La mesme Marie Seguier épousa en secondes nôces Guy de Boisdauphin, Marquis de Laval, Lieutenant General des Armées du Roy, tué devant Dunquerque. Elle en a eu Magdelaine de Laval, Veuve de Loüis d’Alloigny, Marquis de Rochefort, Maréchal de France General des Armées du Roy, Capitaine de ses Gardes, & Gouverneur pour Sa Majesté en Lorraine. Madame la Maréchale de Rochefort est Dame d’Atour de Madame la Dauphine, & l’estime generale qu’elle s’est acquise par son mérite, dit plus à son avantage que tout ce que je pourrois vous en dire. Elle a deux Enfans, Loüis d’Alloigny, Marquis de Rochefort, & Marguerite-Henriete d’Alloigny, mariée à ...... de Brichanteau, Marquis de Nangy, Colonel d’un Regiment d’Infanterie. De ce Mariage il y a un Fils encore au Berceau.

Charlote Seguier s’est mariée deux fois, ainsi que Marie sa Sœur. Elle épousa en premieres nôces Maximilian de Bethune, Duc de Sully, Pair de France, dont elle a eu Pierre-Maximilian de Bethune, Duc de Sully ; Magdelaine de Bethune, Religieuse Carmelite à Pontoise ; & Catherine de Bethune, mariée aussi deux fois ; la premiere à Armand de Gramont, Comte de Guiche, Lieutenant General des Armées du Roy, Colonel des Gardes Françoises ; & la seconde à Henry de Daillon, Duc du Lude, Pair & Grand-Maistre de l’Artillerie de France, Chevalier des Ordres, & Lieutenant General des Armées du Roy. Mr le Duc de Sully a épousé Antoinete Servien, Fille de Mr Servien, Sur-Intendant des Finances. Il en a deux Fils & deux Filles.

Charlote Seguier a épousé en secondes nôces Henry legitimé de France, Duc de Verneüil, Fils de Henry le Grand, Gouverneur de Languedoc, mort depuis huit mois. Le merite de ce Prince vous est si connu, & je vous en ay parlé si au long dans d’autres Lettres, que je ne vous en diray rien dans celle-cy.

Je ne finirois jamais cet Article, si je voulois y ajoûter un détail exact de toutes les autres Alliances de Madame la Chanceliere Seguier. Mrs les Ducs de Luynes & de Chevreuse, Mr le Prince de Fustemberg, Mrs les Marquis de Pompadour, de Lavardin, de Nantoüillet, de S. Luc, de Tavannes, de Monrevel, & Aubeterre, sont ses Neveux. Voyez, Madame, si je n’ay pas eu raison de vous dire que par Mesdames ses Filles qui sont entrées dans les premieres Maisons de France, elle estoit alliée à tout ce qu’il y a de grand & d’illustre dans le Royaume.

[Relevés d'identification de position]
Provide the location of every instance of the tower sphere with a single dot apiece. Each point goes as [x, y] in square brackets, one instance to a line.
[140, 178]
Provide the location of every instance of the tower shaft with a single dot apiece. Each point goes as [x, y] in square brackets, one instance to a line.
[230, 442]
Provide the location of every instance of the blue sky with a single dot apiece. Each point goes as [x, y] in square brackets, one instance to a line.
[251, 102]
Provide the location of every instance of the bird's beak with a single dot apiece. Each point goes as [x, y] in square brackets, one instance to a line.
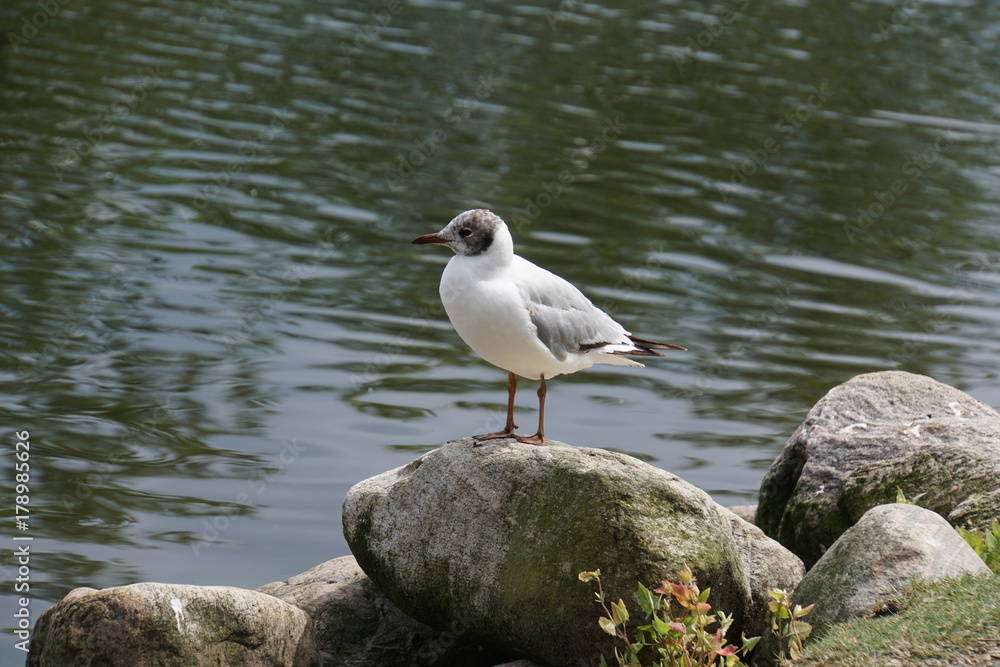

DÉFI →
Dans le passage sur la famille Seguier, réécrivez sous forme de liste le paragraphe qui commence par « Charlote Seguier s'est mariée deux fois », en gardant ses faits principaux.

SOLUTION DÉTAILLÉE →
- Charlote Seguier s'est mariée deux fois, comme sa sœur Marie.
- Premier mari : Maximilian de Bethune, duc de Sully, pair de France.
- Enfants de ce mariage : Pierre-Maximilian de Bethune, duc de Sully ; Magdelaine de Bethune, religieuse carmélite à Pontoise ; Catherine de Bethune.
- Catherine de Bethune s'est mariée deux fois :
  - d'abord avec Armand de Gramont, comte de Guiche, lieutenant général des armées du roi et colonel des gardes françaises ;
  - puis avec Henry de Daillon, duc du Lude, pair et grand-maître de l'artillerie de France, chevalier des ordres et lieutenant général des armées du roi.
- Le duc de Sully a épousé Antoinete Servien, fille de M. Servien, surintendant des finances. Ils ont deux fils et deux filles.